What needs to be done:
Retype each entry verbatim. Do not include the images.

Provided entries START

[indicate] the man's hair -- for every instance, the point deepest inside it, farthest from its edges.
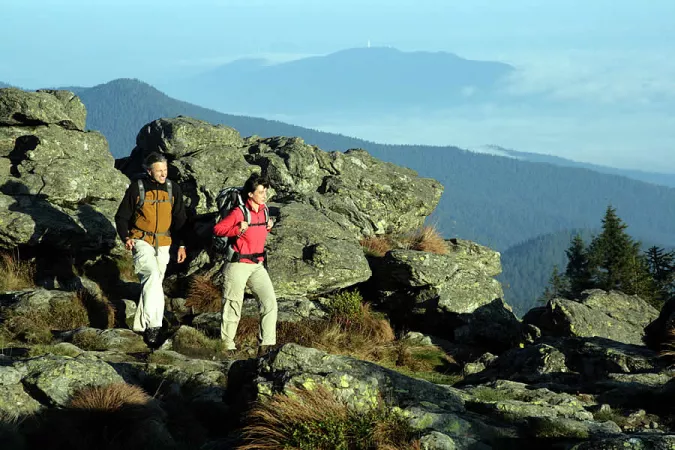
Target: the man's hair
(153, 158)
(253, 182)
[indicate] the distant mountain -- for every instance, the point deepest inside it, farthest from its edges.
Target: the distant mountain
(359, 79)
(493, 200)
(527, 266)
(665, 179)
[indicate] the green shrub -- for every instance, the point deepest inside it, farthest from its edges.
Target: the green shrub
(315, 419)
(345, 306)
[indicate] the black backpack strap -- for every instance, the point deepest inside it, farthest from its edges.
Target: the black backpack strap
(169, 190)
(141, 194)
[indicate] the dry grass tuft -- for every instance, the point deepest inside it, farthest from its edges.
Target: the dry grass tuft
(376, 245)
(428, 239)
(35, 326)
(316, 419)
(15, 274)
(109, 398)
(204, 295)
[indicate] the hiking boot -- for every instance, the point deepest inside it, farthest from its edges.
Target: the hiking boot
(263, 350)
(152, 336)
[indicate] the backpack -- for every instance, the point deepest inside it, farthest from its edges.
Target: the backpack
(228, 199)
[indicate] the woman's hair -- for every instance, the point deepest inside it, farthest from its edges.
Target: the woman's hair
(153, 158)
(253, 182)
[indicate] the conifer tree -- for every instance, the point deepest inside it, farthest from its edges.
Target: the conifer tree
(661, 266)
(557, 286)
(578, 271)
(615, 259)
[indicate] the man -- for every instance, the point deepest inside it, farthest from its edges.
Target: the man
(246, 266)
(151, 211)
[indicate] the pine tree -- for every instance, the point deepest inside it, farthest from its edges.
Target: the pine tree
(615, 260)
(557, 286)
(661, 266)
(578, 272)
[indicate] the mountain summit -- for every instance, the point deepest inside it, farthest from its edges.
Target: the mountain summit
(373, 78)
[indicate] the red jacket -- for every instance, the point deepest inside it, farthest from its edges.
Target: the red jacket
(253, 239)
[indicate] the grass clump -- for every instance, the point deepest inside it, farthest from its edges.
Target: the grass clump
(376, 245)
(345, 307)
(15, 274)
(426, 239)
(316, 419)
(488, 394)
(108, 398)
(204, 295)
(35, 326)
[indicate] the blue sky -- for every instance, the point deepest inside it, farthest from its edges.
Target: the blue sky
(620, 54)
(85, 42)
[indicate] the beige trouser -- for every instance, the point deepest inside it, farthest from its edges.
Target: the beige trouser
(237, 277)
(150, 268)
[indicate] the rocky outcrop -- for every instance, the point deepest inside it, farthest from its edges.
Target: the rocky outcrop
(323, 203)
(612, 315)
(453, 296)
(58, 183)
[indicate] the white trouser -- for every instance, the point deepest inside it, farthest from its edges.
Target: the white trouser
(150, 267)
(237, 277)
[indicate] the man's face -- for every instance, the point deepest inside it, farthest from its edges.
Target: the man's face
(158, 172)
(259, 195)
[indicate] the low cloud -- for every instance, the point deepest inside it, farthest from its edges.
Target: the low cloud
(604, 78)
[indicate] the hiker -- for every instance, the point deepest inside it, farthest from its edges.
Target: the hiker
(151, 211)
(246, 266)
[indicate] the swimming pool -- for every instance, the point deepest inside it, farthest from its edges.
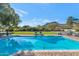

Provided entries END

Answer:
[indicate] the man's hair -- for every instance, the point deepest inside it, farthest from its edges.
Target: the man's hair
(153, 158)
(253, 182)
[indicate] the distant mountain -- for every instance, the point deepest inside it, farthest from its edges.
Target: the distant mountain
(359, 79)
(493, 200)
(527, 266)
(665, 179)
[indicate] the green shrub -- for every instance, the point deepest inside it, farthest from its edges.
Target: the green shrub
(315, 419)
(345, 306)
[indicate] the black backpack strap -- for every instance, the point deepest inside it, farthest from its edges.
Target: the black backpack strap
(169, 190)
(141, 194)
[indicate] the dry grass tuft -- for every instance, the point deepest inside it, farthest from its edges.
Target: the dry grass tuft
(376, 245)
(428, 239)
(35, 326)
(316, 419)
(15, 274)
(109, 398)
(204, 295)
[indicate] the hiking boot -- for every instance, the point deepest inside it, farthest from its edges.
Target: the hiking boot
(263, 350)
(152, 336)
[indicate] the backpack -- for every instance, the point deepest inside it, farthest from its edges.
Target: the backpack
(228, 199)
[indicate] the woman's hair -- for every instance, the point deepest inside it, farthest from its edges.
Target: the woman's hair
(153, 158)
(253, 182)
[indicate] the conifer tree -- for every instance, the point deepest inside it, farthest from its edges.
Target: the conifer tree
(661, 266)
(557, 286)
(578, 271)
(615, 259)
[indicate] the man -- for every instance, the point deepest inside it, farthest from its edges.
Target: the man
(246, 266)
(151, 211)
[indicate] the pine tree -- for every instance, the point deepest inside it, farthest from its edges.
Target: the pine tree
(615, 260)
(557, 286)
(661, 266)
(578, 272)
[indicate] the mountain summit -- for every instance, the point deepest inside it, farthest from its edges.
Target: the mountain summit
(373, 78)
[indicate] the red jacket -- for every instance, the point deepest inside it, farthest from its edges.
Target: the red jacket
(253, 239)
[indicate] the grass clump -- for every instance, the point deepest inside it, farthest from its edges.
Target: the grass clump
(376, 245)
(345, 307)
(15, 274)
(426, 239)
(316, 419)
(488, 394)
(108, 398)
(204, 295)
(35, 326)
[indicate] the blue sky -- for every instance, the point deepest inside it, farthest from its edges.
Target: the blue sky
(620, 54)
(85, 42)
[indicate] the beige trouser -- for every instance, the point deepest inside it, farthest from its edges.
Target: the beige trouser
(237, 277)
(150, 268)
[indicate] the rocky outcrop -- for every instance, the point deepest inside it, farthest from its edges.
Target: the rocky outcrop
(323, 203)
(612, 315)
(453, 296)
(58, 183)
[indicate] the white trouser -- for every instance, the point deepest inside it, farthest from its edges.
Target: the white trouser
(150, 267)
(237, 277)
[indicate] the man's face -- for every instance, the point deepest inside it, farthest from its edges.
Target: the man's face
(158, 172)
(259, 195)
[indicate] the low cloud -- for every instance, the point deepest inside it, farthest from its edges.
Target: the low cloud
(604, 78)
[indicate] the hiker -- for every instance, the point deepest inside it, farthest from its edges.
Target: the hiker
(151, 211)
(246, 266)
[indicate] the swimming pool -- for every instance, the point deepest inside it, farthest from its edges.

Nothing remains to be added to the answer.